[QUESTIONS]
**1.** Update the article on the Baltimore coffin ship ceremony, beginning at the words "On May 11, 1857, The" and stopping after "Baltimore Sun reported.", with "distressing" replaced by "troubling".
**2.** Write what comes next in the article on the Baltimore coffin ship ceremony, picking up after its final sentence.

A ceremony remembering Irish famine victims who arrived in Baltimore on coffin ships was held at the Irish Railroad Workers Museum in Southwest Baltimore on Saturday.

The event recalls a chapter of the city’s Irish history, when three ships carrying famine refugees arrived in the harbor. Ships such as these came to be known as ‘coffin ships’ because the overcrowded conditions contributed to widespread illness and death among the passengers.

BaltimoreSun.com recalls that in 1847 three ships carrying 674 immigrants, mostly Irish, arrived in Baltimore Harbor. The three ships – the Hampden, the Richard Anderson, and the Rio Grande – had come from Liverpool. By the time the ships arrived the passengers, who were fleeing the great Irish famine, were sick, with some near death. The Port of Baltimore’s health officer quarantined the sickest passengers and would not allow them to come into the city’s most populated areas. The quarantine area is today marked by the Lazaretto Point Light and a Lehigh Cement facility.

On May 11, 1857, The Baltimore Sun, which quoted the newspaper The Dublin Nation, reported: "Two millions of human beings... are destined to perish by this year's famine in Ireland."

"The truly distressing and pitiable situation of most of the Irish passengers who have lately arrived in our city appears to be little known," The Baltimore Sun reported. 

The newspaper noted the efforts of the Hibernian Society of Baltimore to "ameliorate the immigrants' condition."

Images for locating objects
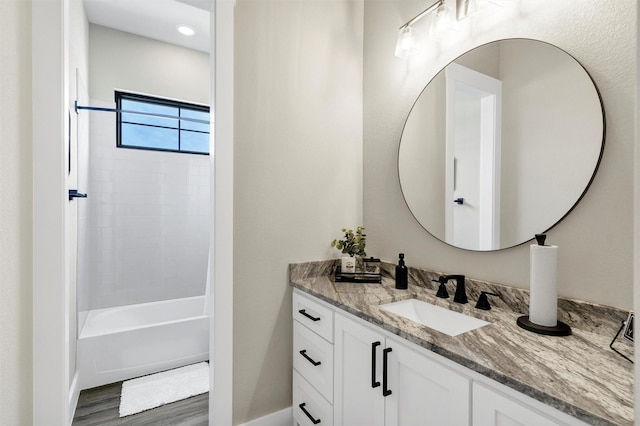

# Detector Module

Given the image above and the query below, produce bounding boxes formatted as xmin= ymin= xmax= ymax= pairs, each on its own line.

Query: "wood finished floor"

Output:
xmin=72 ymin=382 xmax=209 ymax=426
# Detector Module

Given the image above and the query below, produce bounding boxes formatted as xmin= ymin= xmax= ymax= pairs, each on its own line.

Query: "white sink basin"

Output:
xmin=380 ymin=299 xmax=489 ymax=336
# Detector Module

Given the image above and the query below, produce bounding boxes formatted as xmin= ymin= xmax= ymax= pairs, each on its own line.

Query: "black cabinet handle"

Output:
xmin=382 ymin=348 xmax=391 ymax=396
xmin=300 ymin=349 xmax=322 ymax=367
xmin=298 ymin=309 xmax=320 ymax=322
xmin=371 ymin=342 xmax=380 ymax=388
xmin=69 ymin=189 xmax=87 ymax=201
xmin=298 ymin=402 xmax=320 ymax=425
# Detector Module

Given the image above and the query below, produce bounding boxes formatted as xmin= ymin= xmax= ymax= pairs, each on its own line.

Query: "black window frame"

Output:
xmin=114 ymin=90 xmax=211 ymax=155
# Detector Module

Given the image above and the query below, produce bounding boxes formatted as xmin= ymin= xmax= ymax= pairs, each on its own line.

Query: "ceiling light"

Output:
xmin=176 ymin=25 xmax=196 ymax=37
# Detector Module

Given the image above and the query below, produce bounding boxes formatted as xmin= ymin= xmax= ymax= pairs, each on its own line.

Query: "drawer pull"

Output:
xmin=298 ymin=309 xmax=320 ymax=322
xmin=382 ymin=348 xmax=391 ymax=396
xmin=300 ymin=349 xmax=322 ymax=367
xmin=371 ymin=342 xmax=380 ymax=388
xmin=298 ymin=402 xmax=320 ymax=425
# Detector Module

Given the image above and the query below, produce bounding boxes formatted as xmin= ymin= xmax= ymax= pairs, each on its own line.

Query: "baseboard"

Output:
xmin=67 ymin=370 xmax=80 ymax=426
xmin=238 ymin=407 xmax=294 ymax=426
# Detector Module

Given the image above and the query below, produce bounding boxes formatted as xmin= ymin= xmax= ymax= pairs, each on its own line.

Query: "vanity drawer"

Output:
xmin=293 ymin=370 xmax=333 ymax=426
xmin=293 ymin=321 xmax=333 ymax=402
xmin=293 ymin=292 xmax=333 ymax=342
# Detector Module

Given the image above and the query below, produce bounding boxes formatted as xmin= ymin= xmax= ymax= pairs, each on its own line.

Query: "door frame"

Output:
xmin=31 ymin=0 xmax=235 ymax=425
xmin=444 ymin=63 xmax=502 ymax=250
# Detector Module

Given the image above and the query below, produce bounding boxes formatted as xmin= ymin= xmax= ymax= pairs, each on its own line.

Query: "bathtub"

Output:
xmin=77 ymin=296 xmax=209 ymax=389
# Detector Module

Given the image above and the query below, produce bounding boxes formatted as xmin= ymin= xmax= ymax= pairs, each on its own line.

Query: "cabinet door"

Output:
xmin=333 ymin=315 xmax=385 ymax=426
xmin=473 ymin=383 xmax=568 ymax=426
xmin=385 ymin=339 xmax=471 ymax=426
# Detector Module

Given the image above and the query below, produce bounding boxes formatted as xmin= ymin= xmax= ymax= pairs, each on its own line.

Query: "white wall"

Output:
xmin=0 ymin=0 xmax=33 ymax=425
xmin=364 ymin=0 xmax=636 ymax=308
xmin=84 ymin=25 xmax=210 ymax=309
xmin=234 ymin=0 xmax=363 ymax=424
xmin=89 ymin=24 xmax=210 ymax=105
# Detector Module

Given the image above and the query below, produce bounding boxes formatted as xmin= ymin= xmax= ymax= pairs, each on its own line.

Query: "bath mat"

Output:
xmin=120 ymin=362 xmax=209 ymax=417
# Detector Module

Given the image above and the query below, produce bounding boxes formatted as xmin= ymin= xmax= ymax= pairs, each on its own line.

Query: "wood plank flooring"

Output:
xmin=72 ymin=382 xmax=209 ymax=426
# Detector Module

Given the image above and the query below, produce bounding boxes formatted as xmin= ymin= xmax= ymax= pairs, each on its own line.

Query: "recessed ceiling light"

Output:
xmin=176 ymin=25 xmax=196 ymax=36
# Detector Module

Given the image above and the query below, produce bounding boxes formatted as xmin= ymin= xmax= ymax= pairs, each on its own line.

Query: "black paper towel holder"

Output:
xmin=516 ymin=315 xmax=571 ymax=336
xmin=516 ymin=234 xmax=571 ymax=336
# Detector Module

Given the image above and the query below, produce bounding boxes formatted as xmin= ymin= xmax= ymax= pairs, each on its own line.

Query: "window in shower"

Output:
xmin=115 ymin=91 xmax=210 ymax=155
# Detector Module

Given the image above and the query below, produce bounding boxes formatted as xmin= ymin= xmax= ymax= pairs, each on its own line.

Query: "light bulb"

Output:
xmin=431 ymin=3 xmax=453 ymax=38
xmin=395 ymin=25 xmax=420 ymax=59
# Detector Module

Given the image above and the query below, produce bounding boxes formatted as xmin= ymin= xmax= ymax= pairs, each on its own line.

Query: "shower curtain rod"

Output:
xmin=75 ymin=101 xmax=210 ymax=124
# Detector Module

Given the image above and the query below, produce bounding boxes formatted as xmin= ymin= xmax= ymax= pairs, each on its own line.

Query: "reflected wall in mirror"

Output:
xmin=398 ymin=39 xmax=605 ymax=251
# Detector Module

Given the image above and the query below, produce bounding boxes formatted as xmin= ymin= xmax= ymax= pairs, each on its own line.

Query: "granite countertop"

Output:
xmin=290 ymin=262 xmax=634 ymax=425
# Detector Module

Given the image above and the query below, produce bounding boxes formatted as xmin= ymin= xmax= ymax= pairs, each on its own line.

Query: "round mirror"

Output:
xmin=398 ymin=39 xmax=605 ymax=251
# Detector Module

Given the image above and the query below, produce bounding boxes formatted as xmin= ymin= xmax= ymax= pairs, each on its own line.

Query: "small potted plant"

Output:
xmin=331 ymin=226 xmax=367 ymax=273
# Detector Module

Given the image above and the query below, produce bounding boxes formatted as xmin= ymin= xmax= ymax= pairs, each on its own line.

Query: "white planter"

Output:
xmin=341 ymin=256 xmax=356 ymax=273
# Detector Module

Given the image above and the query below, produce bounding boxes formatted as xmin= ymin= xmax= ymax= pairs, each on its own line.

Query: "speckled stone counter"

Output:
xmin=289 ymin=261 xmax=634 ymax=425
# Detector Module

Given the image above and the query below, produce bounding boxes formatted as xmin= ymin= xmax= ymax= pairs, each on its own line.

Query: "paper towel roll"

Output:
xmin=529 ymin=244 xmax=558 ymax=327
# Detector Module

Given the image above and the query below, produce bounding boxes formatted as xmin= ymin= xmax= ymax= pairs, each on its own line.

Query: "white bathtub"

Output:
xmin=77 ymin=296 xmax=209 ymax=389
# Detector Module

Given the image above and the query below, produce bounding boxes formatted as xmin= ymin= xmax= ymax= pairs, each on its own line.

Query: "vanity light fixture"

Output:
xmin=395 ymin=0 xmax=501 ymax=59
xmin=176 ymin=25 xmax=196 ymax=37
xmin=395 ymin=0 xmax=444 ymax=59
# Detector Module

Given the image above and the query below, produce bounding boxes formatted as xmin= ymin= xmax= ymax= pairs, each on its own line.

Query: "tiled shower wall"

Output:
xmin=79 ymin=101 xmax=209 ymax=309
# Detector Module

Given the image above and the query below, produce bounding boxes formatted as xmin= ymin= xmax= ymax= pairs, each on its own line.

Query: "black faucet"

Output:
xmin=438 ymin=275 xmax=469 ymax=303
xmin=431 ymin=275 xmax=449 ymax=299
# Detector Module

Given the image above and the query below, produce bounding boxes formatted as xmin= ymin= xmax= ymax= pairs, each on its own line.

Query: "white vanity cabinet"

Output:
xmin=292 ymin=292 xmax=334 ymax=426
xmin=473 ymin=380 xmax=587 ymax=426
xmin=334 ymin=313 xmax=471 ymax=426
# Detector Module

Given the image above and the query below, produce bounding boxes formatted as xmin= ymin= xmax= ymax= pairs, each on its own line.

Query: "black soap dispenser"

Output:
xmin=396 ymin=253 xmax=409 ymax=290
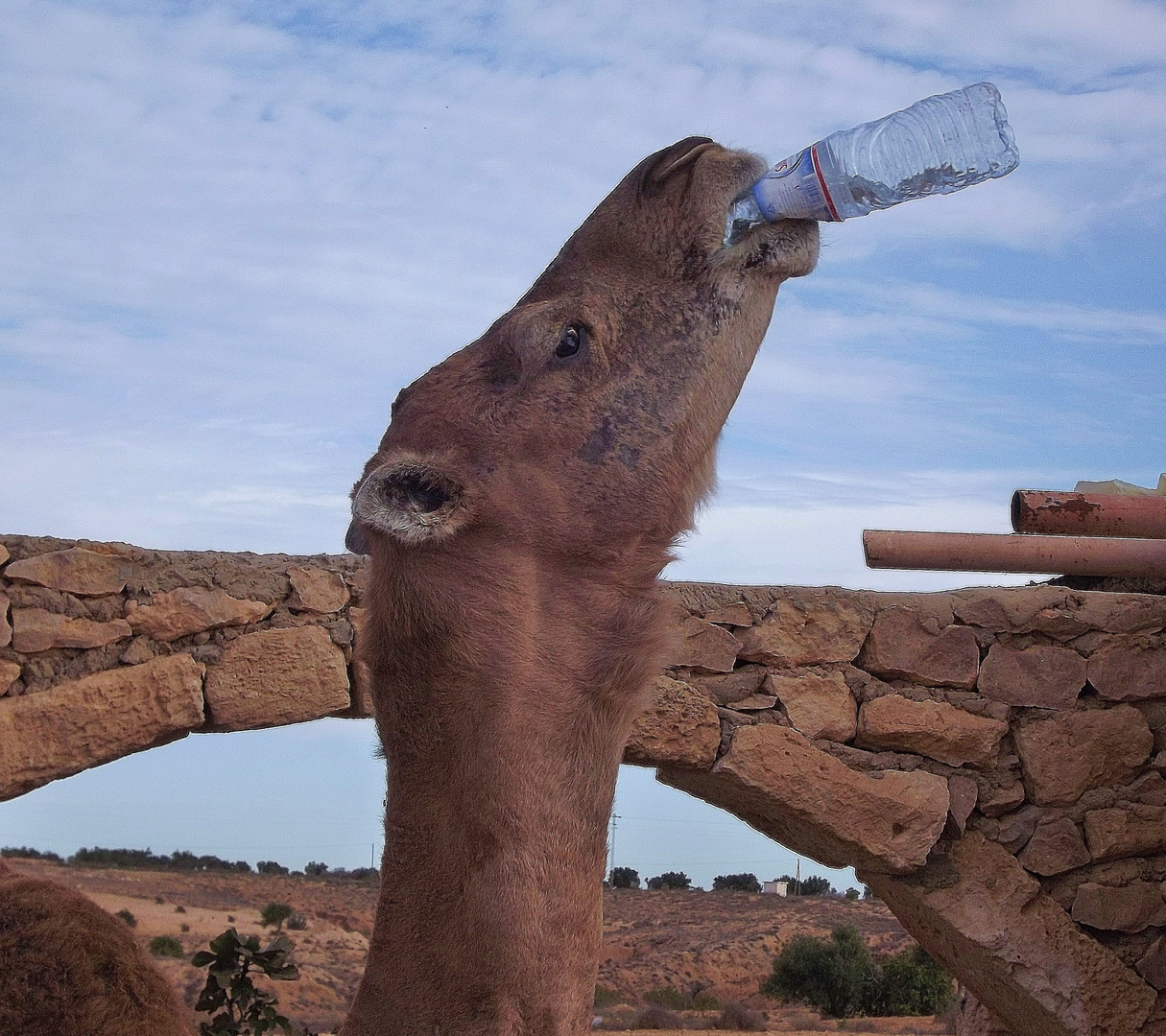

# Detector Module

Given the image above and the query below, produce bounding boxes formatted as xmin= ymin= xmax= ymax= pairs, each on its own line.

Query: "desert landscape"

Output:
xmin=0 ymin=858 xmax=944 ymax=1036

[EXERCISE ANSWERS]
**1.**
On May 11, 1857, The Baltimore Sun, which quoted the newspaper The Dublin Nation, reported: "Two millions of human beings... are destined to perish by this year's famine in Ireland."

"The truly troubling and pitiable situation of most of the Irish passengers who have lately arrived in our city appears to be little known," The Baltimore Sun reported.

**2.**
“Many of the passengers ... have been in a wretched condition; feeble and weak from the want of food at home, their situation has been rendered worse by the confinement of their passage, and they have landed with frames emaciated by hunger and broken down by disease.”

The Rio Grande carried the “most wretched” of the passengers. Of the 220 people on board, nearly half were "prostrated by disease and starvation, destitute in everything; in fact, in the most deplorable condition the mind can conceive of."

The majority of the adult passengers were in their 20s, with family names such as Barrett, Coyne, Flinn, Reddington, Loftus, Regan, McGrath, Gordon, Gallagher, Devine, Hughes, McCaffrey, Feeney, and Kenny. The occupations of those listed included stonecutter, farmer, servant, gentleman, laborer, weaver, cooper, dressmaker, and shopkeeper.

The Hibernian Society raised funds for a temporary hospital, and the Sisters of Charity from Emmitsburg served as nurses.

The refugees had what the health officer named as “ship fever,” or typhus and dysentery, and some of the people attending to the immigrants also succumbed to disease. That June the newspaper reported the death off Sister Clarina, a Sisters of Charity member born Mary Fledderman, and the illnesses of Sister Chrysostom and Sister Mary Ann. The Baltimore Sun said rumors were circulating about the health of the nuns who served "in the spirit of self-sacrifice."

Many of the children of the immigrants were left orphaned after their parents died. The Rev. James Dolan, pastor of St Patrick’s Churck on Broadway in Fells Point, worked with Hibernian Society president Hugh Jenkins to obtain a 71-acre suburban tract in Govan on Homeland Avenue to create a boys’ orphanage.

In the 1850s, the orphanage housed as many as 30 boys. It was later transferred to Fells Point. The property would become the basis of a Roman Catholic parish, St Mary of the Assumption, and a Homeland Avenue cemetery.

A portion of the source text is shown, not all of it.